Exercise data:
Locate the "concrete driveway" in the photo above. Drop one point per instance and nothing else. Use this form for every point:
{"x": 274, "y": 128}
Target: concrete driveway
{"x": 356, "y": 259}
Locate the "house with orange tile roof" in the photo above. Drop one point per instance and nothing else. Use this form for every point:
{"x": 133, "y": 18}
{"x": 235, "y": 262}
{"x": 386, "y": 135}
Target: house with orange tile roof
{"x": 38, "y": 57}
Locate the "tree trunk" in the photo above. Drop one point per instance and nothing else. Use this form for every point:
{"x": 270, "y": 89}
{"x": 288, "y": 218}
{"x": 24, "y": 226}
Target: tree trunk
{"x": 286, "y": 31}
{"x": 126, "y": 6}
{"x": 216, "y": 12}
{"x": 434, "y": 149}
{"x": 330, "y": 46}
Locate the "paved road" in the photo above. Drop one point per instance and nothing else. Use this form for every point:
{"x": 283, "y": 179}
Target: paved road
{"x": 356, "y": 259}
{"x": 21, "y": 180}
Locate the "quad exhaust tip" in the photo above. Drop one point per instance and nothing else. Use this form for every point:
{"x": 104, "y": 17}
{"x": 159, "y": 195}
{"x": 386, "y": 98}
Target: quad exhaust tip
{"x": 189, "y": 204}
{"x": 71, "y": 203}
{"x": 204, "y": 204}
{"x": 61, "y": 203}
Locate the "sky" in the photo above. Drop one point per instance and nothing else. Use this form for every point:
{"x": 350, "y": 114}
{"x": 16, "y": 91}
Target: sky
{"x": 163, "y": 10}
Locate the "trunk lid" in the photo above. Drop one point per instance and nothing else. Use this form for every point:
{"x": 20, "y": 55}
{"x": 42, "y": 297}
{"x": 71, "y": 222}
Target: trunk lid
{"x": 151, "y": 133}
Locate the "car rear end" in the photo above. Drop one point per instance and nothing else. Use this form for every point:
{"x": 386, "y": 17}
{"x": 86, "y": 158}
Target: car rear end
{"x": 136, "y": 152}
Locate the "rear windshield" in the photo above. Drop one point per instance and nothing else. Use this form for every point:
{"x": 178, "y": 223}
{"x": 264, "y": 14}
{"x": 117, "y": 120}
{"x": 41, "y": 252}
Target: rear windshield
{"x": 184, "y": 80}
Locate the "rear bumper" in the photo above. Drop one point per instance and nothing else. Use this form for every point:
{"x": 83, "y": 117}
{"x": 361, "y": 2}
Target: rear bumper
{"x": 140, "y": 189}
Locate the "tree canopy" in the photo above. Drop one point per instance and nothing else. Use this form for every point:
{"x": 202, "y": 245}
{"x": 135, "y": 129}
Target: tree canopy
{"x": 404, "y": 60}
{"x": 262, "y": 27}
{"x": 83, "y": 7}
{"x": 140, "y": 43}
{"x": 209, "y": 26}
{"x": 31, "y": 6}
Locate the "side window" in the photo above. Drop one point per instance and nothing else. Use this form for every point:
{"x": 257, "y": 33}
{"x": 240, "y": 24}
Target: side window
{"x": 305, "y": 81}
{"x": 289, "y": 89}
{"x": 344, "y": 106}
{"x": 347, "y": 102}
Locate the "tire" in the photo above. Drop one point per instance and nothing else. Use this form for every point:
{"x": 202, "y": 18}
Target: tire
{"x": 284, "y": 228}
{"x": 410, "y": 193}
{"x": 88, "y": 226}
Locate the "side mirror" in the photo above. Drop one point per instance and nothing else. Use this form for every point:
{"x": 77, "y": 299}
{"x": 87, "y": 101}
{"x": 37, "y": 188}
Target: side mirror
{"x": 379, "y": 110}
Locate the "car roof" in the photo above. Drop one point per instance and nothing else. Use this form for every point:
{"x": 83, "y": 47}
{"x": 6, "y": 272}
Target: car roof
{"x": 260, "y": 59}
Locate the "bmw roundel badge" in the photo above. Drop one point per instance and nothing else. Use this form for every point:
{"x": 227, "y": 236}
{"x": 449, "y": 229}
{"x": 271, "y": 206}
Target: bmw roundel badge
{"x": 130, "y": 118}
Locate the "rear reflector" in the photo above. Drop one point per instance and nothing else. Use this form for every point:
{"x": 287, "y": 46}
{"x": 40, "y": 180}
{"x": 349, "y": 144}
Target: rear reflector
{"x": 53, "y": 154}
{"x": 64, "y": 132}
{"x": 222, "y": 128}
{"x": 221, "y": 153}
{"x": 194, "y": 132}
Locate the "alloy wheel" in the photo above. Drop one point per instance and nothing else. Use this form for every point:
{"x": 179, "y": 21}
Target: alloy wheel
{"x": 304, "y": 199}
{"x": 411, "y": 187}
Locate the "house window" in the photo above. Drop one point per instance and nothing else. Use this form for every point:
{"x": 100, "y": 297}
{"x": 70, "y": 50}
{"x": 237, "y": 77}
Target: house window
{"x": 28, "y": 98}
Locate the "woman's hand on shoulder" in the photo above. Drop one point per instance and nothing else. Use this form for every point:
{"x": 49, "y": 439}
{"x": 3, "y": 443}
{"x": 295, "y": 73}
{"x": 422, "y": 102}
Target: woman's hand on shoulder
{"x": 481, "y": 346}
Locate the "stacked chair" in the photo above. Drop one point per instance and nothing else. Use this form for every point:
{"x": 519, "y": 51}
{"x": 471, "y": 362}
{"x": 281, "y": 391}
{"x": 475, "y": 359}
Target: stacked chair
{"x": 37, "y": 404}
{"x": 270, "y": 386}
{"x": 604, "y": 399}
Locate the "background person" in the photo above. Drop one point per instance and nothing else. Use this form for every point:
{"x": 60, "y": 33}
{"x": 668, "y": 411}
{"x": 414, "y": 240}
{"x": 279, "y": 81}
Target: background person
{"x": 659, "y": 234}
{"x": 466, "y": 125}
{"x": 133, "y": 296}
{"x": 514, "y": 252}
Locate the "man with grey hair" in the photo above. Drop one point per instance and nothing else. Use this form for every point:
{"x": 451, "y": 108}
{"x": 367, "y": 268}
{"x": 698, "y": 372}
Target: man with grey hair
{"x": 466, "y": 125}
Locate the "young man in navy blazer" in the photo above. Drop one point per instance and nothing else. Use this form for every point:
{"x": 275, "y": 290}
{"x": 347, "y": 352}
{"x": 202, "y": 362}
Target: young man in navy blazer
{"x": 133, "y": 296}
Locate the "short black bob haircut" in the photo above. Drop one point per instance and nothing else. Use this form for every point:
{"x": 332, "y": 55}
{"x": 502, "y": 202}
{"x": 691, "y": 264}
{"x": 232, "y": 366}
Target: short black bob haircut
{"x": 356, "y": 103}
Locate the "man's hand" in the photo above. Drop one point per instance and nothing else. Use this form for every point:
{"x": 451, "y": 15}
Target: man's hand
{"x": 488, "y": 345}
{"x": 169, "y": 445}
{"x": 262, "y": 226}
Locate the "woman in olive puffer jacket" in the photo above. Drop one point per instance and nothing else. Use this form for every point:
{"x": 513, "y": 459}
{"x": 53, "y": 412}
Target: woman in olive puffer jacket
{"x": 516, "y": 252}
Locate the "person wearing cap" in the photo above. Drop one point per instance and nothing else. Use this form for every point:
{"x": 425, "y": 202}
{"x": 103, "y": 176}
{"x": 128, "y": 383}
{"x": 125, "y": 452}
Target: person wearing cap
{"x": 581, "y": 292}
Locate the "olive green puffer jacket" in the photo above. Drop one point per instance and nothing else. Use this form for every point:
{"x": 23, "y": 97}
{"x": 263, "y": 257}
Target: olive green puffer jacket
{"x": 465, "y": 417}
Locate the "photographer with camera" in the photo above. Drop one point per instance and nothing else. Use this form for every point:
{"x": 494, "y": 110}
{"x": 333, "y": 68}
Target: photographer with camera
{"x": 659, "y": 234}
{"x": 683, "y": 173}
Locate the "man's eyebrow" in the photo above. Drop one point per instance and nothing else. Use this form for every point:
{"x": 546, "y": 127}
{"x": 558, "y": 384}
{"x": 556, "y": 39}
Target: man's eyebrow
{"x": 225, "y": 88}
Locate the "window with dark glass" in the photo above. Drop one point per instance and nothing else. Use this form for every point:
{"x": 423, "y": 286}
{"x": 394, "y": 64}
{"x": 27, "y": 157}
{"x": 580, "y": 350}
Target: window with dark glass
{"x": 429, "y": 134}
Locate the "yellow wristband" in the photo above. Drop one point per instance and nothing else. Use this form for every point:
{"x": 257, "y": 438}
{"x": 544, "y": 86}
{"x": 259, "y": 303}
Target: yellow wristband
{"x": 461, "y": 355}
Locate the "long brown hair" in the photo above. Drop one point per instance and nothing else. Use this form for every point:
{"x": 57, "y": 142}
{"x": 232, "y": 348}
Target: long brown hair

What the task asks:
Gather up, from the records above, each line where the word "brown" appears.

Response area:
Locate the "long brown hair" in the photo above. Drop one point per instance and nothing else. Use this form for every point:
Target: long brown hair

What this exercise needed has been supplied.